TO DO ▸
Copy the lines of the entries exactly, from the opening one to the one holding "Phrase: pine tree", and leave out everything after.

STUDY MATERIAL ▸
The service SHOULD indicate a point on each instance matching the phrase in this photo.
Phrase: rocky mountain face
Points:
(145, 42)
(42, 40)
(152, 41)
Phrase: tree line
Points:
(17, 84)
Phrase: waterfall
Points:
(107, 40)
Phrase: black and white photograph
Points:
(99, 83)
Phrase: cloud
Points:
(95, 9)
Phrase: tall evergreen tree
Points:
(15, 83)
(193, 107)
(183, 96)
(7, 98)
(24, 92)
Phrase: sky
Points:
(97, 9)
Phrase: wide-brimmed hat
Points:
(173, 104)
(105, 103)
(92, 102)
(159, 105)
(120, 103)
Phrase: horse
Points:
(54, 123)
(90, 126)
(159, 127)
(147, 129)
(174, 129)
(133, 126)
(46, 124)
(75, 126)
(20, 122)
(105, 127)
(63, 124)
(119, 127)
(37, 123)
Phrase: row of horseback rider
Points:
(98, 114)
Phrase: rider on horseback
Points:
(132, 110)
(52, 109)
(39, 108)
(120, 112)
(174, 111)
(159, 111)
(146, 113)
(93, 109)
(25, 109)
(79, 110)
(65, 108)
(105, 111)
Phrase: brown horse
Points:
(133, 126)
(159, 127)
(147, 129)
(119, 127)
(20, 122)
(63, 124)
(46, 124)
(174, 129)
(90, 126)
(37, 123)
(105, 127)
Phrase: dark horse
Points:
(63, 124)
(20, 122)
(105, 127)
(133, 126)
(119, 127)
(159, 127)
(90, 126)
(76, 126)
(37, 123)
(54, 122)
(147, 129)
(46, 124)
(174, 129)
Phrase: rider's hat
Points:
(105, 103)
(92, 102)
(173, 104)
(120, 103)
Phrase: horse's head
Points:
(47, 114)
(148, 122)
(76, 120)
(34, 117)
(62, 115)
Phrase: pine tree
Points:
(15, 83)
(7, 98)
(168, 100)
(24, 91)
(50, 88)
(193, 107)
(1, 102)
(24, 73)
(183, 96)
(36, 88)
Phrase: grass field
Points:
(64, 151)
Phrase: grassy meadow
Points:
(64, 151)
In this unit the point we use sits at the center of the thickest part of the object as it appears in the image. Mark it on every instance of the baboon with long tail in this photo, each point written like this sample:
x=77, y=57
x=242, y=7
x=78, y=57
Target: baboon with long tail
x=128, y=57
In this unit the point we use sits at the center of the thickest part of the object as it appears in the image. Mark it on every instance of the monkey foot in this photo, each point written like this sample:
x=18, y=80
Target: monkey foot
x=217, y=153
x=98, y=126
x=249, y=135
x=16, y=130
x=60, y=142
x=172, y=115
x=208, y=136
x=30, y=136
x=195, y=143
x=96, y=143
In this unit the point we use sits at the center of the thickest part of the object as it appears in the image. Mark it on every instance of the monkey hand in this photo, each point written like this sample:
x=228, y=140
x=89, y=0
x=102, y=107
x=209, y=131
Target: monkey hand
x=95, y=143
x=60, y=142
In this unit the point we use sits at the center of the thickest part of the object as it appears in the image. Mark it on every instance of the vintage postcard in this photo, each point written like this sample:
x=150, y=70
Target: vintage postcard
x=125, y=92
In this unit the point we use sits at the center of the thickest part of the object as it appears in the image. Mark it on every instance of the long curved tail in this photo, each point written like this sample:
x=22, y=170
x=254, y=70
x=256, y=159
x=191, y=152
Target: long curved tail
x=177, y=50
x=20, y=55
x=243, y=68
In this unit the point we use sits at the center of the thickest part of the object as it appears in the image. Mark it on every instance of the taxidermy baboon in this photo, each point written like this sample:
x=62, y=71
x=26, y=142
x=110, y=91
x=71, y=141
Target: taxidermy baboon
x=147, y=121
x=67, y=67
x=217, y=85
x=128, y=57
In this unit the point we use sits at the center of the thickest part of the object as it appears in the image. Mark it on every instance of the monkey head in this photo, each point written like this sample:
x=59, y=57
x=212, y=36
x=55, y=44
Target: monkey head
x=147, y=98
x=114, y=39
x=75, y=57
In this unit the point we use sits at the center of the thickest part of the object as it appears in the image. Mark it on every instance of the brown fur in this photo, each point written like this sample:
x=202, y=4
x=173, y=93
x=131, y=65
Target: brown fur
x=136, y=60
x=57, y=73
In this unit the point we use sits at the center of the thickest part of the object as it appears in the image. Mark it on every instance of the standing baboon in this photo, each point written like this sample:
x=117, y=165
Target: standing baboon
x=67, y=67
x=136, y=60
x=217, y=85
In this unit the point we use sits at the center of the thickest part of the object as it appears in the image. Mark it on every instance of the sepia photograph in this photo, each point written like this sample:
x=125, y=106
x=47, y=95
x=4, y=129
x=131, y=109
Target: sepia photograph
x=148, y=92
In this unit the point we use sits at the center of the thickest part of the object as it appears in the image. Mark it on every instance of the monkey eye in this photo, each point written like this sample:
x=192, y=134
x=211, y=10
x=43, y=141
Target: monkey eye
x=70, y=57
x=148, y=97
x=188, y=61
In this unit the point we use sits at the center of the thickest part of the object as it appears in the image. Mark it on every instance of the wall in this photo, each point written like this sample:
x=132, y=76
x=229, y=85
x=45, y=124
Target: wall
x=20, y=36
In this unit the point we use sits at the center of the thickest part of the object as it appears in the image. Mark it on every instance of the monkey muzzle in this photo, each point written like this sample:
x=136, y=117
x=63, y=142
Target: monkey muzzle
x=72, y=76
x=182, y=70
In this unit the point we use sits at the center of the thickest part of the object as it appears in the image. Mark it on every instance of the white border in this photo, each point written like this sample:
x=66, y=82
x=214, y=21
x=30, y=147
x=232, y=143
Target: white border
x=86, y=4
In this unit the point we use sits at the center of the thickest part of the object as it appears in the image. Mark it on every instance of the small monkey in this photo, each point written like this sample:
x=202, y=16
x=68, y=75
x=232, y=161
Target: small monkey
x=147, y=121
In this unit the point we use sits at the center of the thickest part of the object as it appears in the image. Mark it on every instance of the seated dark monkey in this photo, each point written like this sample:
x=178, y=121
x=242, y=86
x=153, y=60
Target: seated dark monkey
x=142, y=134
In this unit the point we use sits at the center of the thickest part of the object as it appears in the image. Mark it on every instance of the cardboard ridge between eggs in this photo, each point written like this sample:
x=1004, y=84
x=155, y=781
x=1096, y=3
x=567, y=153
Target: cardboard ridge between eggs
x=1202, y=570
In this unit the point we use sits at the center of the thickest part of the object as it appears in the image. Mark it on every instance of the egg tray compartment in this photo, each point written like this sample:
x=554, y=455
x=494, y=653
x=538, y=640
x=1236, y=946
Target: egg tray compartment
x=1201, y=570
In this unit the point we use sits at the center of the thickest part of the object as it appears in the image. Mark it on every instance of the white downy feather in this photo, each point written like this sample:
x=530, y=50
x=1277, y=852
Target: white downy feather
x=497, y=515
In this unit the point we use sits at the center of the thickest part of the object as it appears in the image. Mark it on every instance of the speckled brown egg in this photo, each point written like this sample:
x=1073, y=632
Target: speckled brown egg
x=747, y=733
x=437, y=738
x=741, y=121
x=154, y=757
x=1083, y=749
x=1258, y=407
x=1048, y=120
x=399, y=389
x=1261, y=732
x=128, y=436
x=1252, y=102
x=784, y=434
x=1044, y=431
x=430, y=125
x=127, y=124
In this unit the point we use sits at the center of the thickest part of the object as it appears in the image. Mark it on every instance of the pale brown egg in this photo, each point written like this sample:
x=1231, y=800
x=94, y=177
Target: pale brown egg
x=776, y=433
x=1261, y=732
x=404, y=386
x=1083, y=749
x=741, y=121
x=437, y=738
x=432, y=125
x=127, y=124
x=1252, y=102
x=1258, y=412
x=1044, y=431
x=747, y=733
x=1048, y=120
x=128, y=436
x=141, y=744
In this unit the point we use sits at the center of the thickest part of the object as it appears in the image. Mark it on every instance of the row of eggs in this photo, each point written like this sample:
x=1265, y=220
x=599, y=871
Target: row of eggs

SOLUTION ▸
The service SHOULD indicate a point on each instance matching the phrase in this photo.
Phrase: rocky mountain face
Points:
(145, 42)
(42, 40)
(152, 41)
Phrase: tree line
Points:
(17, 84)
Phrase: waterfall
Points:
(107, 40)
Phrase: black and white photograph
Points:
(99, 83)
Phrase: cloud
Points:
(95, 9)
Phrase: tall evergreen tree
Points:
(15, 83)
(193, 107)
(183, 96)
(7, 98)
(24, 92)
Phrase: sky
Points:
(97, 9)
Phrase: wide-brimmed hat
Points:
(173, 104)
(105, 103)
(92, 102)
(159, 105)
(120, 103)
Phrase: horse
Points:
(54, 123)
(90, 126)
(159, 127)
(147, 129)
(174, 129)
(133, 126)
(46, 124)
(75, 126)
(20, 122)
(105, 127)
(63, 124)
(119, 127)
(37, 123)
Phrase: row of horseback rider
Points:
(98, 114)
Phrase: rider on horseback
Points:
(132, 110)
(52, 109)
(39, 108)
(120, 112)
(174, 111)
(159, 111)
(146, 113)
(93, 109)
(25, 109)
(79, 110)
(65, 108)
(105, 111)
Phrase: brown horse
Points:
(133, 126)
(159, 127)
(147, 129)
(119, 127)
(20, 122)
(63, 124)
(46, 124)
(174, 129)
(90, 126)
(37, 123)
(105, 127)
Phrase: dark horse
Points:
(63, 124)
(20, 122)
(105, 127)
(133, 126)
(119, 127)
(159, 127)
(90, 126)
(76, 126)
(37, 123)
(54, 122)
(147, 129)
(46, 124)
(174, 129)
Phrase: rider's hat
Points:
(105, 103)
(92, 102)
(173, 104)
(120, 103)
Phrase: horse's head
Points:
(47, 114)
(148, 122)
(76, 120)
(34, 117)
(62, 115)
Phrase: pine tree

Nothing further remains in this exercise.